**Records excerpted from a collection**

--------------------------------

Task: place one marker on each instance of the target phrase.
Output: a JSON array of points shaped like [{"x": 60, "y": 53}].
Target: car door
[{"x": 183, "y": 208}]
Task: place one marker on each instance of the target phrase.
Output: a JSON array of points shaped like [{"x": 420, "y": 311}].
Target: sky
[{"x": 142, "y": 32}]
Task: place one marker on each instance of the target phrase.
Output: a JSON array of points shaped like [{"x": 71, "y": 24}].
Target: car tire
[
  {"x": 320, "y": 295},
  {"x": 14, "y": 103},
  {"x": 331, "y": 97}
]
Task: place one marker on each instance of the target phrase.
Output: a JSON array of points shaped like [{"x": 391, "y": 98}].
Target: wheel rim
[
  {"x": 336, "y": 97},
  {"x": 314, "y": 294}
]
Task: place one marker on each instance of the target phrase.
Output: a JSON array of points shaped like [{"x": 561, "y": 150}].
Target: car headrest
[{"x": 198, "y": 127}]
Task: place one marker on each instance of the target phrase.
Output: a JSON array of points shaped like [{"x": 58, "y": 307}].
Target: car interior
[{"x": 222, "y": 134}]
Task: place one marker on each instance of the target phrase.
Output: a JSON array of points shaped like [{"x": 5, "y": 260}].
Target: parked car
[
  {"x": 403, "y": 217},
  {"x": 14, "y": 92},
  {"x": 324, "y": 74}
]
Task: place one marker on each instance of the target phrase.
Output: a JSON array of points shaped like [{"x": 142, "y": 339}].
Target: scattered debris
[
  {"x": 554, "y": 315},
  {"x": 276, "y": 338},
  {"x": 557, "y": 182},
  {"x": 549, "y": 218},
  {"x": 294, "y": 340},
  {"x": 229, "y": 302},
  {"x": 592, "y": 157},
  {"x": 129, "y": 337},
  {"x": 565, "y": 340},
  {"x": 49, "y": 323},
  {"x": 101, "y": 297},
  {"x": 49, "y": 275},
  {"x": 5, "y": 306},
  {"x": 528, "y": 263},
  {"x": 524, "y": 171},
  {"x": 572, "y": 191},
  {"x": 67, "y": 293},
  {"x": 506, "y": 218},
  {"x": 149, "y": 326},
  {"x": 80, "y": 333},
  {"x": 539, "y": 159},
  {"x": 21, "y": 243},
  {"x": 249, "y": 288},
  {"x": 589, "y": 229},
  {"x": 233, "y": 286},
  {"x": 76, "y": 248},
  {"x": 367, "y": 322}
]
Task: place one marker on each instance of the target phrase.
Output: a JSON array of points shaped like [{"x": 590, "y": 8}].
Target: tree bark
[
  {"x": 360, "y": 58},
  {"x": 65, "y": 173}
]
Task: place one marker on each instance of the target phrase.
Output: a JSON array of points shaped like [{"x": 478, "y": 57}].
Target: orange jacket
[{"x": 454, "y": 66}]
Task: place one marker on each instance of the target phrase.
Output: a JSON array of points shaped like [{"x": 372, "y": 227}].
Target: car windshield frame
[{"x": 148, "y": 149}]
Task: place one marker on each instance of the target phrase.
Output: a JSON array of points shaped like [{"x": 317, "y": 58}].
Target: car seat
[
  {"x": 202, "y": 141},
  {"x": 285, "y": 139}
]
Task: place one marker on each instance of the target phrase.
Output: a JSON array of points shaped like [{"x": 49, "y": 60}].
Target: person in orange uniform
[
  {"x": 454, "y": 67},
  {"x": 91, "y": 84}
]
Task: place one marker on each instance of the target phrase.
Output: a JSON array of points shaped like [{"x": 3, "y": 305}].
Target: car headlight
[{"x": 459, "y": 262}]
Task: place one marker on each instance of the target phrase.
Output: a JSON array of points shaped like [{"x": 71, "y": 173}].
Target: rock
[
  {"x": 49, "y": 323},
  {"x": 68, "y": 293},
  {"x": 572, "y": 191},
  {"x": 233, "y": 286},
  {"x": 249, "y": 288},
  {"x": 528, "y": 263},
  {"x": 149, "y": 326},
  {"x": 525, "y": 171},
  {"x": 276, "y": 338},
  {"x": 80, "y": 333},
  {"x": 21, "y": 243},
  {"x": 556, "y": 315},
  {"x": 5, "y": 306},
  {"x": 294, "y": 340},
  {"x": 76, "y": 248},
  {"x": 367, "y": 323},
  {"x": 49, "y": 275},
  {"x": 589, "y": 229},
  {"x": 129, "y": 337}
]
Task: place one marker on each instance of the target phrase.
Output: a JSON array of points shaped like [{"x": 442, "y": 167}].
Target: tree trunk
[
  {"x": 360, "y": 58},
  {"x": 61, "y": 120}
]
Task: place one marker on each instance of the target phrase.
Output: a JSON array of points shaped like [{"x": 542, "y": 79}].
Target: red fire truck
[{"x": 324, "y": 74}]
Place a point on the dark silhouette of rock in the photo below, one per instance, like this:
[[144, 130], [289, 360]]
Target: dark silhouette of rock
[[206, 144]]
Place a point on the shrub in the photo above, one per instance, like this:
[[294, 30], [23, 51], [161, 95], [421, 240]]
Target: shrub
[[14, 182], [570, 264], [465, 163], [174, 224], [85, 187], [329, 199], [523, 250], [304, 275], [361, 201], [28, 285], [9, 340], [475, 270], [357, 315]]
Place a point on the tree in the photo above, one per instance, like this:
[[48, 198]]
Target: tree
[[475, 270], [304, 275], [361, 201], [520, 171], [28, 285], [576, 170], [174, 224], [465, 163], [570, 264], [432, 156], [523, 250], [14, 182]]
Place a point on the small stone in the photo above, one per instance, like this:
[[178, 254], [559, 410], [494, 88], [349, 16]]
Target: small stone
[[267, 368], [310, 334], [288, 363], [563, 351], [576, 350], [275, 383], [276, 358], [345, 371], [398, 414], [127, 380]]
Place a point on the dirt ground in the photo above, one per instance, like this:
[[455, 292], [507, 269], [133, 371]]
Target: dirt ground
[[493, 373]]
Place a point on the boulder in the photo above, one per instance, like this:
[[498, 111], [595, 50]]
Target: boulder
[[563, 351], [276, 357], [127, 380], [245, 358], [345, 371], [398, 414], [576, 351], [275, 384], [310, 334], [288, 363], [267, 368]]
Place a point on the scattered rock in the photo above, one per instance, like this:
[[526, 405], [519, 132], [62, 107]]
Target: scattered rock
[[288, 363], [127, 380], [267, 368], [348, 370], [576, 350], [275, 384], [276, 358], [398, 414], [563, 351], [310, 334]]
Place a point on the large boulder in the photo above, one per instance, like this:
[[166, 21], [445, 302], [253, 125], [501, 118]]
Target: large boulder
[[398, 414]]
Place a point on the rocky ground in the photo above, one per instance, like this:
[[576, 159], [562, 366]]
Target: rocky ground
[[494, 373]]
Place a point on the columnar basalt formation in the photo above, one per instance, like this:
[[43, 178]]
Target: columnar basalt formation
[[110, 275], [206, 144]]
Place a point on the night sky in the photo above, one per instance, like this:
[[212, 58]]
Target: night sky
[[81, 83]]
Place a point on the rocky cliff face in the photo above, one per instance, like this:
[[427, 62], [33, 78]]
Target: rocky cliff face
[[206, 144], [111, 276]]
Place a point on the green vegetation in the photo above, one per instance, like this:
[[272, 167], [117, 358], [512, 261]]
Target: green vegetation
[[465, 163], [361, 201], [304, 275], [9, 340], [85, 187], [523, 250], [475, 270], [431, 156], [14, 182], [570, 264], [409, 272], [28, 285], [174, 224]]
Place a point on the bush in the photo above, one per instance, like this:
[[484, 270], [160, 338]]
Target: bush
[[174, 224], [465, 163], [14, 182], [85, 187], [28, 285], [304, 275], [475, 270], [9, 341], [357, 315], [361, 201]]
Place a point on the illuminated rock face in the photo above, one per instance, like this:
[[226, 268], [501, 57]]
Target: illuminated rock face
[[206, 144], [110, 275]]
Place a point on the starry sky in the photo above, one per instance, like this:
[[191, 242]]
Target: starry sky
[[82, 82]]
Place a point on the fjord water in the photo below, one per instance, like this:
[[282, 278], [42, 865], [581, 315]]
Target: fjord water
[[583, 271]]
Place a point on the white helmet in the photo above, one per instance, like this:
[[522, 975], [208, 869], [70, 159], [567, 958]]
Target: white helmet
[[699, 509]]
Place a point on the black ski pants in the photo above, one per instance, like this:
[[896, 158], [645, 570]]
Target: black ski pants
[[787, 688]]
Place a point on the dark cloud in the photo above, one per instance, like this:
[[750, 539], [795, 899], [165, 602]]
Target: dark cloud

--------------------------------

**What to work on**
Work out how many lines in the records above include the string "cloud", and provide that figure with no other text.

**Reply**
2